== Task goal ==
Rewrite the Crossing The River project description starting at "For information: [email protected]" and ending at "throughout their lives.", changing "battle" to "fight".

== Excerpted passage ==
————————

Crossing The River


This interactive web documentary follows the struggle for life of four passionate female health professionels in Sub-Saharan Africa, where maternal mortality registers the highest rates in the world.

  • €18,500 Budget in Euros
  • 2018 Final release date
  • 9 Round winner
  • 3 Locations
  • 7 Durations in months

CROSSING THE RIVER is an ongoing series of print and online publications throughout Europe and Africa, radio interviews, short videos, a data journalism survey, a web documentary, a short documentary movie, and a traveling photo exhibition.
For information: [email protected]

A project by Emanuela Zuccalà
Photo by Valeria Scrilatti
Curated by Zona

Betty, Flaviour, Halima and Natalia don’t know each other, yet these four African women are engaged in the same battle against one of the most resistant and anachronistic wounds that affect their continent: maternal mortality.
Every year in the world 303,000 women lose their lives due to complications related to pregnancy and childbirth, and for another 10 million becoming a mother means to carry diseases and infections throughout their lives.

————————

== Data ==
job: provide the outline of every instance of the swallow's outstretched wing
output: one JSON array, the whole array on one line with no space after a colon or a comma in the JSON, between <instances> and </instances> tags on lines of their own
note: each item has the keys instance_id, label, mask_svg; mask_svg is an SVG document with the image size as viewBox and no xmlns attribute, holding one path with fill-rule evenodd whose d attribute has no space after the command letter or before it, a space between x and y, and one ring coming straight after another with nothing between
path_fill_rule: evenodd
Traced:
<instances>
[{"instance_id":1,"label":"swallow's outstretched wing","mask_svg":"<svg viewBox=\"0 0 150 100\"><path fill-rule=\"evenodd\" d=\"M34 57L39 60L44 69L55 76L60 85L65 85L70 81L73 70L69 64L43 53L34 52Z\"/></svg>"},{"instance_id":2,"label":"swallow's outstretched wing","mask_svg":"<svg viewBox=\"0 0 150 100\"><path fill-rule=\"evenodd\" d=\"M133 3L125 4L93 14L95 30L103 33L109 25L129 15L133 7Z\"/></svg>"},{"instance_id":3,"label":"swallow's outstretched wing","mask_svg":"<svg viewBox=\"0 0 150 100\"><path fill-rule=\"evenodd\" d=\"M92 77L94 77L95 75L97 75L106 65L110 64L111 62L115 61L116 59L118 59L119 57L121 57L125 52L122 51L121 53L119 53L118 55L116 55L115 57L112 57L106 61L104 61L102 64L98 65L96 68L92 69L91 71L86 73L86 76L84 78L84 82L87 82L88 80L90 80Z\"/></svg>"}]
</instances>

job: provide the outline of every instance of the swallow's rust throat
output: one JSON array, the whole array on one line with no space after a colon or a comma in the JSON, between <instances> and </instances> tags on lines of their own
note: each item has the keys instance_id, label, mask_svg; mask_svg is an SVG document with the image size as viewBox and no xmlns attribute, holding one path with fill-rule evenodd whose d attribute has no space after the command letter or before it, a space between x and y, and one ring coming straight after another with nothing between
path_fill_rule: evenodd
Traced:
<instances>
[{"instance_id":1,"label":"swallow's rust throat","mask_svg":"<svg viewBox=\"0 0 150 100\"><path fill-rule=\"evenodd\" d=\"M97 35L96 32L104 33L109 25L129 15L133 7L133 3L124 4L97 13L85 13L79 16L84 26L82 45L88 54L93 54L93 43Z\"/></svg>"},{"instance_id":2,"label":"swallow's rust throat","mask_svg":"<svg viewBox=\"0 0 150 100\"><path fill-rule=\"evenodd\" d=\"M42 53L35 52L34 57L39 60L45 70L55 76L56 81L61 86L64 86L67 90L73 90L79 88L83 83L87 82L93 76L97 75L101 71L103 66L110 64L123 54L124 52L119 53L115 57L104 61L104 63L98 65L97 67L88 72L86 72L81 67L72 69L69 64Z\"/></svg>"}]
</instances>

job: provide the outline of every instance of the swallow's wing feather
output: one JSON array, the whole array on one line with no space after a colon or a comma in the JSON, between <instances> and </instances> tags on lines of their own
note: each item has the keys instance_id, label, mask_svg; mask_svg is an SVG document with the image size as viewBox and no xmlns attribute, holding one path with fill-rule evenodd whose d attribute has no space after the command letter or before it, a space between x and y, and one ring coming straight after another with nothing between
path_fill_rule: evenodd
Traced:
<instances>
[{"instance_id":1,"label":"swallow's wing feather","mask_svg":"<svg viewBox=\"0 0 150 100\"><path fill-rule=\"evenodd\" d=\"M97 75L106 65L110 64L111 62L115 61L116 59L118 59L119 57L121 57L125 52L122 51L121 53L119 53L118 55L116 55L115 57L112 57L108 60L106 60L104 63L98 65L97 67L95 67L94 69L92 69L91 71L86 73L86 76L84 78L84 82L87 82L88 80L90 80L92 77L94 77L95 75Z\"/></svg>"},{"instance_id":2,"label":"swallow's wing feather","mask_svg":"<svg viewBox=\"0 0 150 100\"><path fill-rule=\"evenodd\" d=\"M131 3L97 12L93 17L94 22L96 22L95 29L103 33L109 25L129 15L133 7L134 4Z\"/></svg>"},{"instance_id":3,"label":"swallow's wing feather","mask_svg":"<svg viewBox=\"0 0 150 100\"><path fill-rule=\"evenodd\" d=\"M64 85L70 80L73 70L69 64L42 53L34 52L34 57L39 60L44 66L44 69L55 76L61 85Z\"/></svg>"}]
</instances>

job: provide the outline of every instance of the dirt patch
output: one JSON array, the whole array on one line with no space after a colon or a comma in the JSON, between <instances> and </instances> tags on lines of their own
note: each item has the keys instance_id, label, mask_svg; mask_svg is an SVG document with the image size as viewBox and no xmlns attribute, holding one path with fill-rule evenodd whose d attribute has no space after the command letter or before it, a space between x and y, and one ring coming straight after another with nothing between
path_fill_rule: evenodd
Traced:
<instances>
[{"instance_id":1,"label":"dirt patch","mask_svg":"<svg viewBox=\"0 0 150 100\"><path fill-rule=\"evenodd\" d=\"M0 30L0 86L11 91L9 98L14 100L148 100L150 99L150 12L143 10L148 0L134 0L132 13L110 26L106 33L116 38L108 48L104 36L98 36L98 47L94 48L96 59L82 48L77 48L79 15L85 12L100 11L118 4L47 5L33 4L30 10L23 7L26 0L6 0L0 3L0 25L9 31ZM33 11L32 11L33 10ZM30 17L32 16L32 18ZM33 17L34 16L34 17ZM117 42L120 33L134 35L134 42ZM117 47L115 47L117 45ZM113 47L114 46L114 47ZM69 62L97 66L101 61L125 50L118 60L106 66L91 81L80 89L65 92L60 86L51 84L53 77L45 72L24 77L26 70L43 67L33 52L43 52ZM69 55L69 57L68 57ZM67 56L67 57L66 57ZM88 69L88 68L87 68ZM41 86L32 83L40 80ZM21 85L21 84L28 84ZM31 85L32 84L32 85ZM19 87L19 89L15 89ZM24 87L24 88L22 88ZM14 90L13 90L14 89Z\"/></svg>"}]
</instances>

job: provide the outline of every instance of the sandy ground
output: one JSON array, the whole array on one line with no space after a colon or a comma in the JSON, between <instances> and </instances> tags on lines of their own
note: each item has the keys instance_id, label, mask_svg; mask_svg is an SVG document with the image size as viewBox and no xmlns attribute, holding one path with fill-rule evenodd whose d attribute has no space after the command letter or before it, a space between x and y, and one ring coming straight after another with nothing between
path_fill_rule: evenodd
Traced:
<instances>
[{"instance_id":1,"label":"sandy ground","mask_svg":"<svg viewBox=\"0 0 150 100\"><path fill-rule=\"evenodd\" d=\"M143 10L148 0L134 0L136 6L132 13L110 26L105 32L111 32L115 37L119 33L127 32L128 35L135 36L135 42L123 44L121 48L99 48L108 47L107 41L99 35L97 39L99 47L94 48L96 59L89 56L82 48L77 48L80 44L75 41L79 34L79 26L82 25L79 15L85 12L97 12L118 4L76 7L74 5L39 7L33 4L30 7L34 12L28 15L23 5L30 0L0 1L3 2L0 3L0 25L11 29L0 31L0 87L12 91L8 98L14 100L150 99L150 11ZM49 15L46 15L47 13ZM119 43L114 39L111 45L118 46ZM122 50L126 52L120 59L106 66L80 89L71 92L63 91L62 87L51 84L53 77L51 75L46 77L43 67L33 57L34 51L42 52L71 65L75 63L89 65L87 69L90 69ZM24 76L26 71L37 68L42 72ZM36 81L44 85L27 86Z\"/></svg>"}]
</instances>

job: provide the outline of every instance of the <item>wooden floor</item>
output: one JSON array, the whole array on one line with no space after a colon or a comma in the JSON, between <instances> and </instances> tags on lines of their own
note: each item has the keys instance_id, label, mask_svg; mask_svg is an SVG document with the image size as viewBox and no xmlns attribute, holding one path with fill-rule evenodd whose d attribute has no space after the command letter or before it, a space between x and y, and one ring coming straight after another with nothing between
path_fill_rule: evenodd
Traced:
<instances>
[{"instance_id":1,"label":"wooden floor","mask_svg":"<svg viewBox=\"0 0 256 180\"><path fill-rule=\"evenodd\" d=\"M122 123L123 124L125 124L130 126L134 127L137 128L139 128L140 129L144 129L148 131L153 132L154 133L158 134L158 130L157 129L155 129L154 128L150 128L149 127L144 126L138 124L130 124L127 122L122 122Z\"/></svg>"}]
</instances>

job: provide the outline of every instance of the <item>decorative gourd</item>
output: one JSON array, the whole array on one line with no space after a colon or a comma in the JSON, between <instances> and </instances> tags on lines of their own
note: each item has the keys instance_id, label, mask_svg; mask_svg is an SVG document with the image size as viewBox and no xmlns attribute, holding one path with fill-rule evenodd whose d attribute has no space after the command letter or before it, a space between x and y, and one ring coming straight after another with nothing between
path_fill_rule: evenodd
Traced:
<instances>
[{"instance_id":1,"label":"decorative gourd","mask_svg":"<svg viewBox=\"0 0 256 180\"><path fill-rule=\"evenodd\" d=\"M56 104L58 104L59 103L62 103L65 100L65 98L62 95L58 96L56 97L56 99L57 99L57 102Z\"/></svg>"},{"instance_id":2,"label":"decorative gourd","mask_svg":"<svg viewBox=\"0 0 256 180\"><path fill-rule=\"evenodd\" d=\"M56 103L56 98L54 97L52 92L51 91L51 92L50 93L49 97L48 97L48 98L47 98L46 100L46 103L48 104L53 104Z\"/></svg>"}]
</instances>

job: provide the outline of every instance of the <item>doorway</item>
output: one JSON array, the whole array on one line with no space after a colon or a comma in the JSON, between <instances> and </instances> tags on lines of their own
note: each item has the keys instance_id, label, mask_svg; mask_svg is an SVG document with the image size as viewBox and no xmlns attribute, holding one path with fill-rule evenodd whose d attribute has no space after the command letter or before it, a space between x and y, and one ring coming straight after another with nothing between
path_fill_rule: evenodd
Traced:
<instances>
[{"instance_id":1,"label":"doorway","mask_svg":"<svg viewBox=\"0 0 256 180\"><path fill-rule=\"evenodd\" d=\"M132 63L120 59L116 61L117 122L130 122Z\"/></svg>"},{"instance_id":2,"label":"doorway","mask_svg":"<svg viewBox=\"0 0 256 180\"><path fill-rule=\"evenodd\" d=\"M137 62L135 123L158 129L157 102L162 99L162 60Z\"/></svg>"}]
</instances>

————————

== Your solution ==
For information: [email protected]

A project by Emanuela Zuccalà
Photo by Valeria Scrilatti
Curated by Zona

Betty, Flaviour, Halima and Natalia don’t know each other, yet these four African women are engaged in the same fight against one of the most resistant and anachronistic wounds that affect their continent: maternal mortality.
Every year in the world 303,000 women lose their lives due to complications related to pregnancy and childbirth, and for another 10 million becoming a mother means to carry diseases and infections throughout their lives.